The problems with private roads

WHN property expert David Buskey, based at our Haslingden office, explains the difference between public and private roads and what to be aware of if your property ownership includes access by and the maintenance of a private road.

What is the difference between a public and private road?

A public road is a road where responsibility for its repair, maintenance and upkeep, in the vast number of cases, does not rest with the landowner. Normally, it will be the responsibility of the local highways authority, usually through the local council or county council, to deal with repairs and maintenance.

As the name suggests, if a road is public, there is an automatic right of way over it for the benefit of the general public.

If a road is not public, by definition it is private. Responsibility for repairs of the road fall upon the landowner. Equally, there will only be rights of way over a private road if the landowner’s title deeds state this.

How to find out if a road is public or private

Issues regarding private roads can arise in a number of different situations. You may be thinking of purchasing a piece of land with the intention of developing it and building properties on it, whether residential or commercial. From a very early stage, it is crucial that the title deeds are inspected so that the position regarding access and roads can be understood.

A specific highways search should also be carried out. This produces very detailed information and can highlight the smallest gap between a property’s boundary and where a public road starts.

Legally, even if there is a gap of only a few centimetres in width, there would be a problem with access unless the deeds granted an appropriate right of way.

> **Location identification rows**
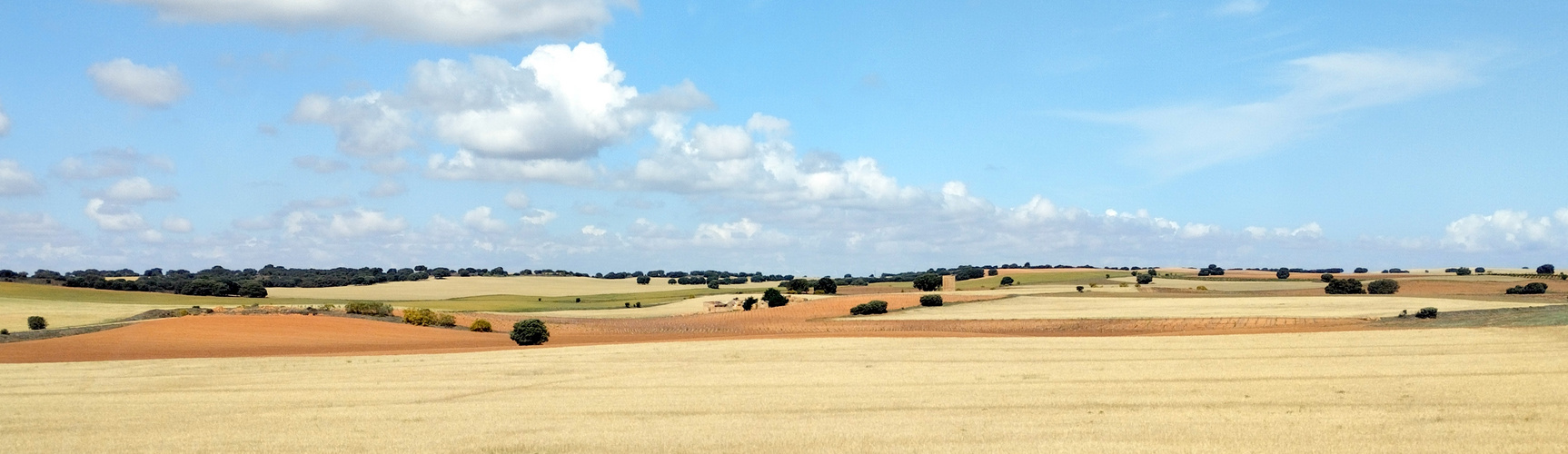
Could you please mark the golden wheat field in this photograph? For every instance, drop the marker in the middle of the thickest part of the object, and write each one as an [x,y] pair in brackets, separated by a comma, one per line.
[1338,306]
[477,285]
[1460,390]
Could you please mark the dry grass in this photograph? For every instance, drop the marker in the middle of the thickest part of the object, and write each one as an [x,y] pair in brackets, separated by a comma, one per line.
[1343,306]
[468,287]
[1460,390]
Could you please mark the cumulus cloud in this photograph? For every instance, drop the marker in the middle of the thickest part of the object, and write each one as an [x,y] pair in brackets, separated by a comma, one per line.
[114,218]
[320,164]
[367,125]
[177,224]
[1507,231]
[137,190]
[516,199]
[140,84]
[15,181]
[481,220]
[436,21]
[1241,8]
[1192,136]
[108,163]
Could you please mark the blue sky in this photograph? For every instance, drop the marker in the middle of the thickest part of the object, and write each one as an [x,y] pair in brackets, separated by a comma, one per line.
[850,136]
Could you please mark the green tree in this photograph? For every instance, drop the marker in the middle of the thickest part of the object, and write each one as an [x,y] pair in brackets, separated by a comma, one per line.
[531,332]
[928,282]
[825,285]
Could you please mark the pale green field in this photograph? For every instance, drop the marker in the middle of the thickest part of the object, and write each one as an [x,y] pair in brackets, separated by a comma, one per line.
[1459,390]
[1047,307]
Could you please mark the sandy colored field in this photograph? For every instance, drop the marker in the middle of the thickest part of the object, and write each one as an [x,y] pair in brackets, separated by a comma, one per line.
[1464,390]
[1064,307]
[60,313]
[252,335]
[464,287]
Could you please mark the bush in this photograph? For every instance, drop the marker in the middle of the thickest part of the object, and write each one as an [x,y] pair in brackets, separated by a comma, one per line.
[825,285]
[253,289]
[423,317]
[1527,289]
[1345,287]
[874,307]
[1384,287]
[531,332]
[377,309]
[773,298]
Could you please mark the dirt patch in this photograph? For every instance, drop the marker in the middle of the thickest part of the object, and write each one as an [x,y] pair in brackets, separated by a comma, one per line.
[252,335]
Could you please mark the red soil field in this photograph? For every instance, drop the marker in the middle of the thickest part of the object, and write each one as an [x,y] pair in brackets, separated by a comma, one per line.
[261,335]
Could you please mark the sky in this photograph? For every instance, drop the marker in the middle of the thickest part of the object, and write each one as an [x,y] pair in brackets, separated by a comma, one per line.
[777,136]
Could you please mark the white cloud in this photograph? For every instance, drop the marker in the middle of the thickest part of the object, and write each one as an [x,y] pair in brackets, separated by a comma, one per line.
[1241,8]
[320,164]
[436,21]
[1192,136]
[481,220]
[516,199]
[177,224]
[114,218]
[5,123]
[362,222]
[146,86]
[367,125]
[540,220]
[1509,231]
[138,190]
[110,163]
[16,181]
[386,188]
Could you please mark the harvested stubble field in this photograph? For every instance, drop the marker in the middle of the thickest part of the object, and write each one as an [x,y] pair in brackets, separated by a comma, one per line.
[1459,390]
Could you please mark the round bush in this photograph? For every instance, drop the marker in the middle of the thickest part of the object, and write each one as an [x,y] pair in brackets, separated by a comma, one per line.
[531,332]
[1384,287]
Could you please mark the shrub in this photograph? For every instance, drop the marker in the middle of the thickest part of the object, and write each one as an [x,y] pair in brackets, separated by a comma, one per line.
[253,289]
[377,309]
[825,285]
[928,282]
[773,298]
[874,307]
[1384,287]
[1527,289]
[1345,287]
[531,332]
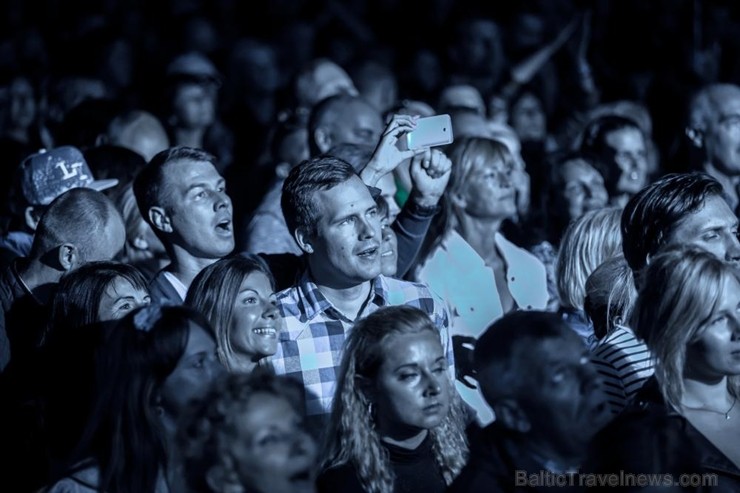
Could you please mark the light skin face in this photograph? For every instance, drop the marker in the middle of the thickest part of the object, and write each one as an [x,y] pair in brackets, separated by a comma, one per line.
[388,250]
[629,154]
[489,192]
[273,452]
[714,352]
[255,323]
[355,123]
[345,251]
[194,106]
[194,373]
[583,188]
[412,389]
[722,138]
[200,210]
[568,407]
[528,119]
[119,298]
[330,80]
[712,228]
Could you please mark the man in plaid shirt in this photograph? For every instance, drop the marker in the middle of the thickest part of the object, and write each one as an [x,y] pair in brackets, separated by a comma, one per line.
[333,216]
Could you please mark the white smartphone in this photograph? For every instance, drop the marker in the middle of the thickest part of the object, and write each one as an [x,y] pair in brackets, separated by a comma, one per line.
[430,132]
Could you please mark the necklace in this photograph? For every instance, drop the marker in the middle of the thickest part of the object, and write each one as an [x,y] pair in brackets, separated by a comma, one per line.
[725,413]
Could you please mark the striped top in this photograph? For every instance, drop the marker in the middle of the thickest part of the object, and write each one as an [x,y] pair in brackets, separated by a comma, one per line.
[624,363]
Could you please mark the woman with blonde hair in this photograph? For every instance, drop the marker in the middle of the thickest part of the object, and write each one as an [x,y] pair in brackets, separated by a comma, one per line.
[396,423]
[685,417]
[236,295]
[588,241]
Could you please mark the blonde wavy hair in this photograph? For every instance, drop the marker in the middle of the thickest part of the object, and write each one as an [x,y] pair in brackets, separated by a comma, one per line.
[352,437]
[588,241]
[683,289]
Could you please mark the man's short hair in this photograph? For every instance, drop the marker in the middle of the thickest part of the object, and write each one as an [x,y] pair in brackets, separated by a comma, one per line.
[324,112]
[298,204]
[150,187]
[706,103]
[497,357]
[78,216]
[650,216]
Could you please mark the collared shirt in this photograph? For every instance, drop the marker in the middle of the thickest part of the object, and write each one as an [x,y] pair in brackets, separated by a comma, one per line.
[310,347]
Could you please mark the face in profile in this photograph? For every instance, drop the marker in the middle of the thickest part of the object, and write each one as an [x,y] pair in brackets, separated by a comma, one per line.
[629,154]
[412,388]
[346,247]
[583,188]
[272,451]
[722,138]
[199,209]
[715,350]
[255,323]
[489,191]
[567,405]
[197,368]
[194,106]
[119,298]
[527,118]
[712,228]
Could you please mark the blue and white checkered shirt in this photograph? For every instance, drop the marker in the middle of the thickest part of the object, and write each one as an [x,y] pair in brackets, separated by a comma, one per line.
[310,347]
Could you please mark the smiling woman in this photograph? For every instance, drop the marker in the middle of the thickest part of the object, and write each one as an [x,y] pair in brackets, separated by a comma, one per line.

> **Exercise aim**
According to the article on private roads, who bears responsibility for repairing a road that is not public? The rows are not required for this task.

> **Complete response**
The landowner.